| Page extract |
But you're right that deductive proofs are hardly ever worth the effort when you have a model checker. If you can get 99.99999% confidence for essentially free, most people wouldn't pay extra months of work to get to 99.999999% confidence.


Cosmosdb is Microsoft multi model, multi master, geo database with five consistency levels for performance.

https://github.com/Azure/azure-cosmos-tla



SPIN has long been used for similar stuff in academia and industry. They have published a lot of their specs and results.

http://spinroot.com/spin/whatispin.html

http://www.imm.dtu.dk/~albl/promela.html

There were many projects using Pi Calculus, too. One of my project ideas is something that converts TLA+ to SPIN and Pi Calculus to use their tools and works. Or just otherwise integrates them.


Which model checkers use Pi Calculus? I've thought about learning Pi Calculus but an much less interested if there's no checker.


I don't think TLA+ is far too expressive to translate to Promela. There are, however, tools that translate subsets of TLA+ to ProB: https://www3.hhu.de/stups/prob/index.php/TLA


Yup, here's some good ones! https://github.com/elastic/elasticsearch-formal-models

Along with someone fixing a bug well before someone found the bug in the wild: https://github.com/elastic/elasticsearch/issues/31976#issuec...


1. You can find plenty of examples, some for production systems (Elasticsearch, some algorithms in the Linux kernel) on the TLA+ subreddit: https://www.reddit.com/r/tlaplus/

2. Learning TLA+ from available tutorials until you can write serious specs of real systems takes 2-4 weeks (part time); achieving the same competence level in a full-time workshop takes 3-5 days.


For those who care to provide constructive criticism, the TLA+ Toolbox issue tracker is just a click away (https://github.com/tlaplus/tlaplus/issues) and - since today - even has a UX label.


Sorry, I still am wobbly on the matter of how TLA+ is different from QuickCheck and it's clones?

The idea that "you don't test a use-case, you test many inputs that may work differently" is solved by fuzzing/test factories.

So TLA+ without the fuzzing, leaves what, temporal stuff? Did I miss anything?


TLA+ is a language that allows you to specify your system in any level of detail. As such, it is more expressive than any programming language is or could ever be.

TLA+ does indeed have a model checker, but model checkers don't "try many inputs." They check the entire state-space, covering potentially infinitely many executions.


> TLA+ is a language that allows you to specify your system in any level of detail. As such, it is more expressive than any programming language is or could ever be.

I don't see that this necessarily follows? In most programming languages it's normal to have high level functions that describe your program in broad strokes and lower-level functions that describe your program in more detail. If you're talking about the ability to check aspects of program correctness without necessarily implementing an executable program, several languages support a technique of using "undefined" or similar to typecheck a "program" that can't actually run, or maybe can't even be built.

| Stated task 1 |
Shorten the paragraph in the TLA+ discussion that begins "I don't see that this necessarily follows?" while keeping its main points.
| Stated task 2 |
From the TLA+ discussion, reproduce word for word everything from "Along with someone" down to "and it's clones?".

| Extracted material |
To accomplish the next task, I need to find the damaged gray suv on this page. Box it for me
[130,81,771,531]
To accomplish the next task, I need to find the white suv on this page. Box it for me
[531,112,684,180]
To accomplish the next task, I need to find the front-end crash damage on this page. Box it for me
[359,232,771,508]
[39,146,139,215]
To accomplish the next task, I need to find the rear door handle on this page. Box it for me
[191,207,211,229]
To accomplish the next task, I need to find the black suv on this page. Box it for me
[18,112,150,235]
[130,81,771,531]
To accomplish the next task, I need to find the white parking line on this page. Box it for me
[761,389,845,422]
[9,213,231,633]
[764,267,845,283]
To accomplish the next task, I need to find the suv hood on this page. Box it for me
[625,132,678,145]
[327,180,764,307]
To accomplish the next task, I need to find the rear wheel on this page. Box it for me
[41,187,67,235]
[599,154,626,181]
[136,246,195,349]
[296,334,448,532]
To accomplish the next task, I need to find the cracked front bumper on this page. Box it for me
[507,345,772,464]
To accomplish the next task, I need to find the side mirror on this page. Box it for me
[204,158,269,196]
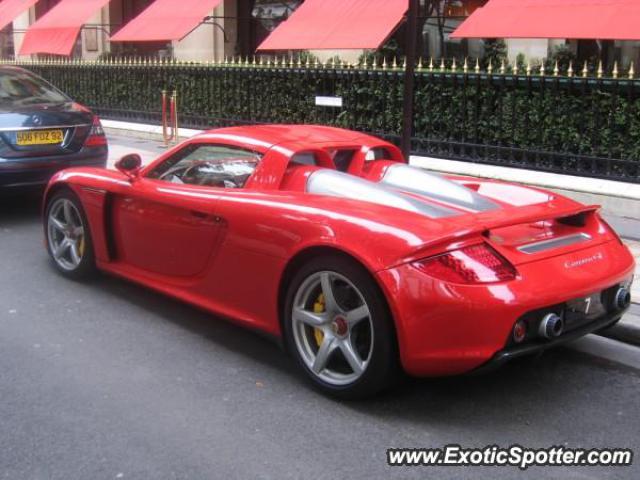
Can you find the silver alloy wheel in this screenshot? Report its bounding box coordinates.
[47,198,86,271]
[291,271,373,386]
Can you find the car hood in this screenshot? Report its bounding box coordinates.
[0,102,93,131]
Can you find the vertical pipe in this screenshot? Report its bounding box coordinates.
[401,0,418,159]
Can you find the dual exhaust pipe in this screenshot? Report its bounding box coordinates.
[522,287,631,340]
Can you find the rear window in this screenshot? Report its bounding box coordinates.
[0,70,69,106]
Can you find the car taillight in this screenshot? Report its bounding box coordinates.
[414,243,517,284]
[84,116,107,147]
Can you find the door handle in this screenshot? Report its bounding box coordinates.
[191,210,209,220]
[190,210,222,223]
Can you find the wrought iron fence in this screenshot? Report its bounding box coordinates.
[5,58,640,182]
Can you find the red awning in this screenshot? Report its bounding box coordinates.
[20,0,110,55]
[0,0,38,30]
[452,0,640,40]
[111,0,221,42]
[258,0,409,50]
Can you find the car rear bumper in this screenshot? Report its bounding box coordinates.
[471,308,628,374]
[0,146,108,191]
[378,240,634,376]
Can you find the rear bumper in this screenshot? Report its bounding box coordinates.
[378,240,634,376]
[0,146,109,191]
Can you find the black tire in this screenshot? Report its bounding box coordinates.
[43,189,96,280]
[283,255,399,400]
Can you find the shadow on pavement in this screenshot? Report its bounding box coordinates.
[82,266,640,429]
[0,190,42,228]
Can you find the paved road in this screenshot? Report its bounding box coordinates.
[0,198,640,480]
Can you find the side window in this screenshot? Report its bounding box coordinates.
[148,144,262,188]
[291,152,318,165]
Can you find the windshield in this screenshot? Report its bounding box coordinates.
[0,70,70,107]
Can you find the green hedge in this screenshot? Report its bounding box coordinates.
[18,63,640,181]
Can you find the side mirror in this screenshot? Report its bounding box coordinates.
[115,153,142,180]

--

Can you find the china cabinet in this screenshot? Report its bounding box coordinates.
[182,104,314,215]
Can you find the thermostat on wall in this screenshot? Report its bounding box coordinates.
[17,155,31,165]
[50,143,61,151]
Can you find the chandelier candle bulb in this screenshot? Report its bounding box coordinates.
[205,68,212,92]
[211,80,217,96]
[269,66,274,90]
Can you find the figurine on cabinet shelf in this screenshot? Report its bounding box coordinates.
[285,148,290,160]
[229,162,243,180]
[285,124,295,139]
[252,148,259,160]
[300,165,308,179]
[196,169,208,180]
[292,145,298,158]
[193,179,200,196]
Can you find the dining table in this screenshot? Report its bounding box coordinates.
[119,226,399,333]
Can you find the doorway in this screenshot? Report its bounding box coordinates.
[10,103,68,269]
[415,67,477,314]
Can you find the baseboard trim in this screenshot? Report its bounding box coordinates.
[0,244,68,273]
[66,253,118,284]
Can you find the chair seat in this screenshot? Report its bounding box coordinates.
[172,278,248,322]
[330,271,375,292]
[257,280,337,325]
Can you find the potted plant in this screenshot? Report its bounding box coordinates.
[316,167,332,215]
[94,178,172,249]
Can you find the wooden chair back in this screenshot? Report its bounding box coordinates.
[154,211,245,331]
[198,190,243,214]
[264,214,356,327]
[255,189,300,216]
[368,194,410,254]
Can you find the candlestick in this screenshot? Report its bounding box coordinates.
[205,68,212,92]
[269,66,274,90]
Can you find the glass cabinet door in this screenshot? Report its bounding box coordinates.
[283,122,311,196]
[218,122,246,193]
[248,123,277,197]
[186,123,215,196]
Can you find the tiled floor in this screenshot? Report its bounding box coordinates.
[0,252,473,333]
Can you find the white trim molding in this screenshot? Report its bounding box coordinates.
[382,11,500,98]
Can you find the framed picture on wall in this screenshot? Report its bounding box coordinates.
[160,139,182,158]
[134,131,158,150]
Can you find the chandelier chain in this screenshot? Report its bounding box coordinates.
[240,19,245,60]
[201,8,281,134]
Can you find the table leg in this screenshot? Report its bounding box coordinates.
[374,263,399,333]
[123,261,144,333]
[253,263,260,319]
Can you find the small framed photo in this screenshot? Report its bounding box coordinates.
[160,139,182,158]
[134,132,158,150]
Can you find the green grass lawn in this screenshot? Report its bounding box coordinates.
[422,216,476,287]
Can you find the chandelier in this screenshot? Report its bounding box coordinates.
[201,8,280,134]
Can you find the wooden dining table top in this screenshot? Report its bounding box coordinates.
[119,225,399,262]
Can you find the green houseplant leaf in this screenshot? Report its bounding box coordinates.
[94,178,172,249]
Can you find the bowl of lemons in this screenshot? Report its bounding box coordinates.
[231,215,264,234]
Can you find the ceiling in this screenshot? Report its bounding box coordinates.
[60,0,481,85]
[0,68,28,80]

| Final result 1 |
The writer doubts that the claim follows. In most programming languages, high-level functions normally describe a program in broad strokes, and lower-level functions describe it in more detail. To check correctness without an executable program, several languages let you use "undefined" or something similar to typecheck a "program" that can't run or maybe can't even be built.

| Final result 2 |
Along with someone fixing a bug well before someone found the bug in the wild: https://github.com/elastic/elasticsearch/issues/31976#issuec...


1. You can find plenty of examples, some for production systems (Elasticsearch, some algorithms in the Linux kernel) on the TLA+ subreddit: https://www.reddit.com/r/tlaplus/

2. Learning TLA+ from available tutorials until you can write serious specs of real systems takes 2-4 weeks (part time); achieving the same competence level in a full-time workshop takes 3-5 days.


For those who care to provide constructive criticism, the TLA+ Toolbox issue tracker is just a click away (https://github.com/tlaplus/tlaplus/issues) and - since today - even has a UX label.


Sorry, I still am wobbly on the matter of how TLA+ is different from QuickCheck and it's clones?